Collect every line in the items below that contains the string "sign", and copy each one in full.

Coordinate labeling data
━━━━━━

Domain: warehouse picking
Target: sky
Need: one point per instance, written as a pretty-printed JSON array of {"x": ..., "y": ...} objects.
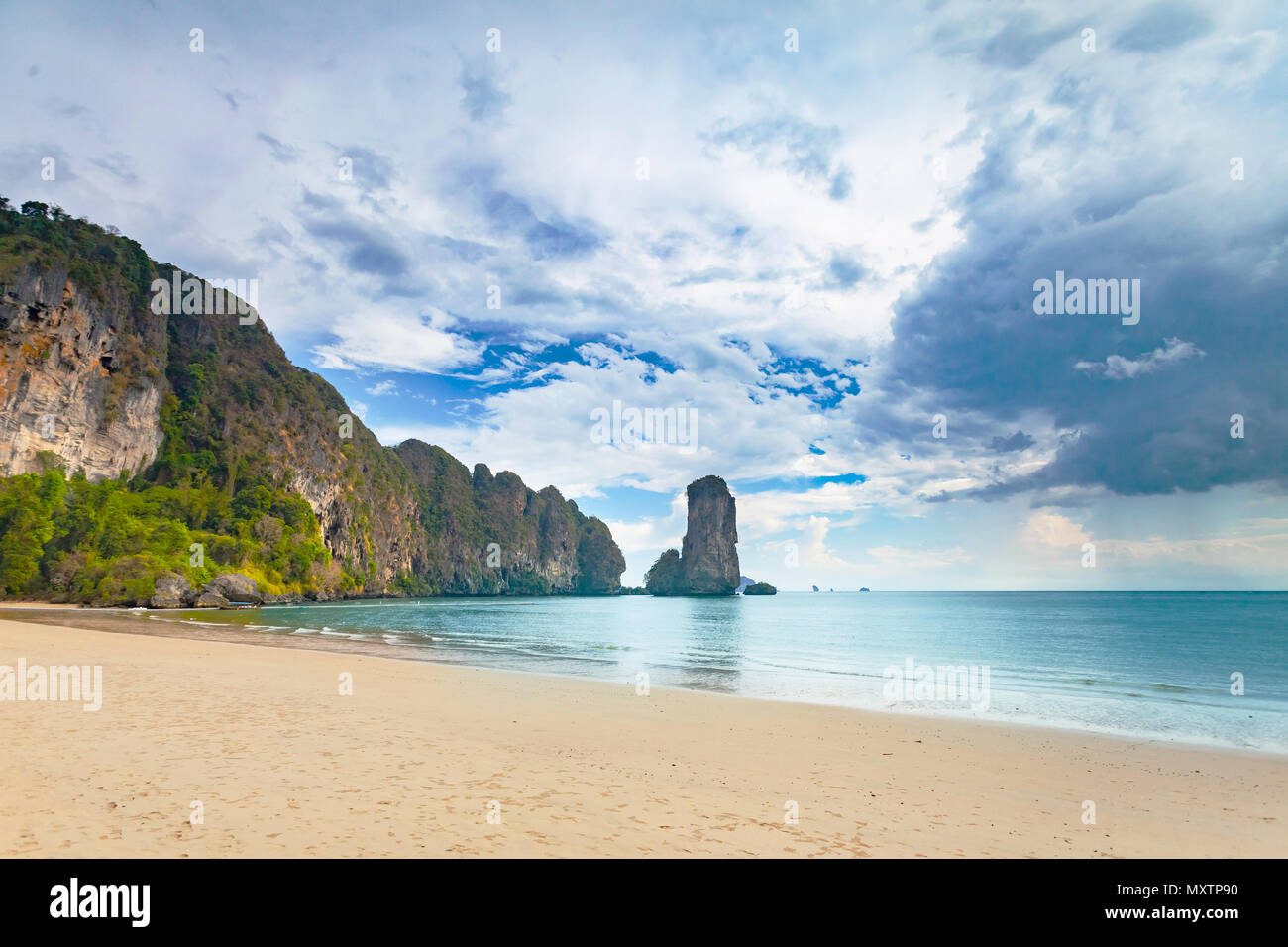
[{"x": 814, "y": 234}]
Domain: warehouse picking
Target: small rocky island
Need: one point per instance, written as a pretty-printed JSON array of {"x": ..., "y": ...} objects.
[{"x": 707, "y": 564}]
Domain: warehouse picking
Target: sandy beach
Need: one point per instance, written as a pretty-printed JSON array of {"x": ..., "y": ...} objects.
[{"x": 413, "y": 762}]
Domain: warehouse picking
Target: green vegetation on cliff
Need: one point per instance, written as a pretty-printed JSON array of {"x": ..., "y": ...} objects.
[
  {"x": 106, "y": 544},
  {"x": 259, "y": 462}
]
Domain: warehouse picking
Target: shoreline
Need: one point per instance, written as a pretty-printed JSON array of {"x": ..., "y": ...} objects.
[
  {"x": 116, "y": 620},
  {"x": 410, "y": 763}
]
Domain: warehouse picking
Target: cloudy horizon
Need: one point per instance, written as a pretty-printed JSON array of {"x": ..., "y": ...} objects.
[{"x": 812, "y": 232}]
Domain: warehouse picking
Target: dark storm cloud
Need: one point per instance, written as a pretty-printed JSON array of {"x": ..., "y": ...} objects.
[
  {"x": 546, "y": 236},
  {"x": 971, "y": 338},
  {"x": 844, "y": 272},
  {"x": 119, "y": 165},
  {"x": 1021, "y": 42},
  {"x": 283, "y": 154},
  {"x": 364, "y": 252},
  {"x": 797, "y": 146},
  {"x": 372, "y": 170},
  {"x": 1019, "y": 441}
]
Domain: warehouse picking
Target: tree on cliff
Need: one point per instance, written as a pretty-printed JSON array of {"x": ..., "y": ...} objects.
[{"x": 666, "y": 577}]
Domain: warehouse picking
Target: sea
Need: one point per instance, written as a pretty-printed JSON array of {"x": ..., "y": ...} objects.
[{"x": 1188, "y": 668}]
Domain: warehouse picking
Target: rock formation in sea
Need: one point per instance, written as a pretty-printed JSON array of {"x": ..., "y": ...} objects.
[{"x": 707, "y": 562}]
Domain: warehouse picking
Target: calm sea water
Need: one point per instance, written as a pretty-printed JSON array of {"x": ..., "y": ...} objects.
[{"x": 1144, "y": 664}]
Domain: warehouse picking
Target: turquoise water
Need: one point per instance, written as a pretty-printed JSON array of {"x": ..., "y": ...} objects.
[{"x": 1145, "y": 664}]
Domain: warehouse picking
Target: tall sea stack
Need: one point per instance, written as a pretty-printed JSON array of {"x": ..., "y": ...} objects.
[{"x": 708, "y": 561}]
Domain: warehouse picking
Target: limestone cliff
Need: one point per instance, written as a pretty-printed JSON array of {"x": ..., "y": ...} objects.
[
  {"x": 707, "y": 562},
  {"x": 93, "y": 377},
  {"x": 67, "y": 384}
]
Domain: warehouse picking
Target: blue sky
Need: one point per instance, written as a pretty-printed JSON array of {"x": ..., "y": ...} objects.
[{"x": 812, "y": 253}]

━━━━━━

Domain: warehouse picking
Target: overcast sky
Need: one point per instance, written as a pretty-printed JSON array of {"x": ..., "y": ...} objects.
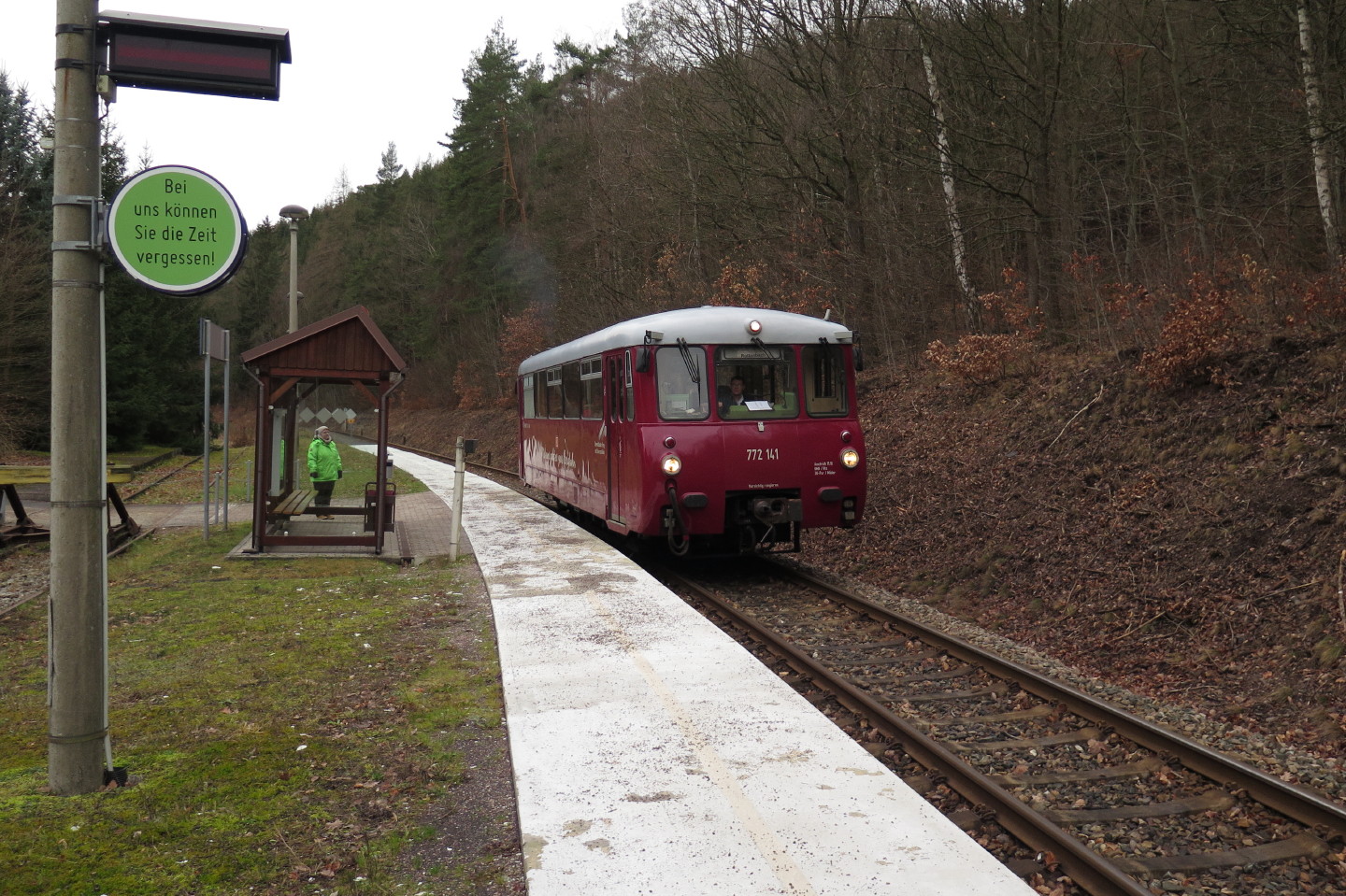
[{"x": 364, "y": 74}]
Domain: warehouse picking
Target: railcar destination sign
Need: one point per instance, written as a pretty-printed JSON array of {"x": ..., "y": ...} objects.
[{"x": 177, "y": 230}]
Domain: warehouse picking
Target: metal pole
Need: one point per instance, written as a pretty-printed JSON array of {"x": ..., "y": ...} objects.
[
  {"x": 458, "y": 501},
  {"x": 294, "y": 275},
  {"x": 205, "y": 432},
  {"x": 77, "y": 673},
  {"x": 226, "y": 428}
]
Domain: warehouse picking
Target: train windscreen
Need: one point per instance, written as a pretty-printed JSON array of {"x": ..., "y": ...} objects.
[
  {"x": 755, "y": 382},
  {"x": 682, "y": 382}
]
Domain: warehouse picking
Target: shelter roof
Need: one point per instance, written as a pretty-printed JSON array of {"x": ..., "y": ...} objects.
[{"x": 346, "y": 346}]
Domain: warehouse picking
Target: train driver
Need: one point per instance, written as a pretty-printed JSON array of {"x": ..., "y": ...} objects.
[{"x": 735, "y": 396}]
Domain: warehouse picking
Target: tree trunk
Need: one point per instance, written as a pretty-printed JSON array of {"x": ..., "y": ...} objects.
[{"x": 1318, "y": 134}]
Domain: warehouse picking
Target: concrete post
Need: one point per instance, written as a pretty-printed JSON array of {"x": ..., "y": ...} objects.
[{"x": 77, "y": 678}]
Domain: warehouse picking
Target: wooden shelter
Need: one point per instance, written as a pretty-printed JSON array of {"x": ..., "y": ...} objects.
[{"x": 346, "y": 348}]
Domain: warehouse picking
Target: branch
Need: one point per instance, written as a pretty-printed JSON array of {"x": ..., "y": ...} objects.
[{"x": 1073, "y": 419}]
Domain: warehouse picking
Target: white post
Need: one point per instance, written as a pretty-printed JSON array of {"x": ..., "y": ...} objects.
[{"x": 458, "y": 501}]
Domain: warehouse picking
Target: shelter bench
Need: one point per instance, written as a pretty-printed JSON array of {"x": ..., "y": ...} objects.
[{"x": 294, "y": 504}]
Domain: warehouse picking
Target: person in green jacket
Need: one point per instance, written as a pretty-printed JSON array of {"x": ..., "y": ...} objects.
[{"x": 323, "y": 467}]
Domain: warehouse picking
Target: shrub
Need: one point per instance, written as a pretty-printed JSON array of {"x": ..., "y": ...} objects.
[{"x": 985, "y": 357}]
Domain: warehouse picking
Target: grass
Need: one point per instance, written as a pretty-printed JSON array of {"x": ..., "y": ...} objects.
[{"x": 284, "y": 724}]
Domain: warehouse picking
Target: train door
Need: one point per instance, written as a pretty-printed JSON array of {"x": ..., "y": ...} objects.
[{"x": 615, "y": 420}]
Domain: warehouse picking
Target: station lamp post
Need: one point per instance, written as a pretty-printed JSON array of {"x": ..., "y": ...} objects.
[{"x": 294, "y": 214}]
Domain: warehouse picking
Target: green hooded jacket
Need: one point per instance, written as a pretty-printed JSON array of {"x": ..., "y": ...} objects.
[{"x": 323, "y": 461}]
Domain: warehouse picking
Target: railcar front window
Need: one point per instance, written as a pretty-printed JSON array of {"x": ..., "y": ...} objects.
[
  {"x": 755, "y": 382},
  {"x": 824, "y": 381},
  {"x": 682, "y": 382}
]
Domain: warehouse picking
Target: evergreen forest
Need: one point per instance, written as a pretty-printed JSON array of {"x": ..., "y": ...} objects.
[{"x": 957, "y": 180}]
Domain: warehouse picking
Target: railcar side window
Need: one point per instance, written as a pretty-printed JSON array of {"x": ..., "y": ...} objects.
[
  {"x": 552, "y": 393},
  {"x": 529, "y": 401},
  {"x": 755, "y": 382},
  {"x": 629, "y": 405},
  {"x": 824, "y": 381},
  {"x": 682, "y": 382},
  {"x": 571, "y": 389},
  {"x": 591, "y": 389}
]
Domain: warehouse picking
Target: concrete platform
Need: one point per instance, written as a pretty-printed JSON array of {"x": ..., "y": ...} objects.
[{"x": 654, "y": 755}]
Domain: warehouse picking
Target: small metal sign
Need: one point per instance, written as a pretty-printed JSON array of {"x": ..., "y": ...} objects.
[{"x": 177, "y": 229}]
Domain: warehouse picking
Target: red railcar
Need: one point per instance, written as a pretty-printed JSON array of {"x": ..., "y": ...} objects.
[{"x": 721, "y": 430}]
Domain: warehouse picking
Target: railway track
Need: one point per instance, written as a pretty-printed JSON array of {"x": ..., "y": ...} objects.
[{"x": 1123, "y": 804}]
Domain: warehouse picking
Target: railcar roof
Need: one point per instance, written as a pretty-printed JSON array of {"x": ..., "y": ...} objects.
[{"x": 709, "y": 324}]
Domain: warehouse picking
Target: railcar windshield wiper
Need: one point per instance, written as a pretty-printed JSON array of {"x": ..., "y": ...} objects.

━━━━━━

The result>
Target: railcar destination sign
Target: small metal sign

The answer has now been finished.